Rows from a dataset:

● ● ● ●

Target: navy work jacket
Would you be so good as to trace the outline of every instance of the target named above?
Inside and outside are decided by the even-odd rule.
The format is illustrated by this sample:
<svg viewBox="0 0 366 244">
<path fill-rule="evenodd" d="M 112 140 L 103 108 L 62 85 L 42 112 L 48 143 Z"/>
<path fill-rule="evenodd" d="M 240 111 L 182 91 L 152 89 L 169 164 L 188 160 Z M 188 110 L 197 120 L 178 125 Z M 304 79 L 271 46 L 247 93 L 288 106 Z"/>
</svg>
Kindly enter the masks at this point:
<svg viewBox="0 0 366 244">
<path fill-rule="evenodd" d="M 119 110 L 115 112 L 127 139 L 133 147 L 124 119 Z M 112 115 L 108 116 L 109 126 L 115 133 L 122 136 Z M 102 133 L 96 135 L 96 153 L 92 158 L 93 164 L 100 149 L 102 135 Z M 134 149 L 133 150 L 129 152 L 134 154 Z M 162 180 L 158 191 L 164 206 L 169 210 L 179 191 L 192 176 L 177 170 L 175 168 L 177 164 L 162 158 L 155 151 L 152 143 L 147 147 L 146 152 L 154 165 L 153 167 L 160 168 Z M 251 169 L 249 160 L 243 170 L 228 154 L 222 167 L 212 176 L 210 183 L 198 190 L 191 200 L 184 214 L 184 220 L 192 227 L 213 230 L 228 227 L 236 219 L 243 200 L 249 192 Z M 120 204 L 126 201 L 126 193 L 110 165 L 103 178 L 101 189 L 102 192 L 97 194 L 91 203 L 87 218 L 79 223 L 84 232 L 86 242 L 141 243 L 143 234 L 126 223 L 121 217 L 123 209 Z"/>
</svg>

● ● ● ●

■ **WHAT IS NEEDED**
Reproduce every one of the lines above word for word, without changing anything.

■ **IN RESPONSE**
Target: navy work jacket
Would you be so good as to trace the outline of every instance of the target named above?
Inside and outside are decided by the even-odd rule.
The format is illustrated by this sample:
<svg viewBox="0 0 366 244">
<path fill-rule="evenodd" d="M 112 140 L 103 108 L 62 85 L 42 112 L 48 143 Z"/>
<path fill-rule="evenodd" d="M 240 111 L 182 91 L 152 89 L 169 164 L 188 160 Z M 188 110 L 197 120 L 178 125 Z M 304 79 L 271 46 L 247 93 L 288 106 Z"/>
</svg>
Kindly enter the masks at this point:
<svg viewBox="0 0 366 244">
<path fill-rule="evenodd" d="M 119 110 L 115 112 L 127 139 L 133 147 L 124 119 Z M 112 115 L 108 116 L 109 126 L 115 133 L 122 136 Z M 102 133 L 96 135 L 96 153 L 92 158 L 93 164 L 100 149 L 102 135 Z M 134 149 L 133 150 L 129 152 L 134 154 Z M 162 180 L 158 191 L 164 206 L 169 210 L 179 191 L 192 176 L 177 170 L 175 168 L 177 164 L 162 158 L 155 151 L 152 143 L 147 147 L 146 152 L 154 165 L 153 167 L 160 168 Z M 251 169 L 249 160 L 243 170 L 228 154 L 222 167 L 212 176 L 210 183 L 198 190 L 191 200 L 184 214 L 184 220 L 192 227 L 213 230 L 228 227 L 236 219 L 243 200 L 249 192 Z M 120 204 L 126 201 L 126 193 L 110 165 L 103 178 L 101 189 L 102 192 L 97 194 L 91 203 L 87 218 L 79 223 L 84 232 L 86 242 L 141 243 L 143 234 L 126 223 L 121 217 L 123 209 Z"/>
</svg>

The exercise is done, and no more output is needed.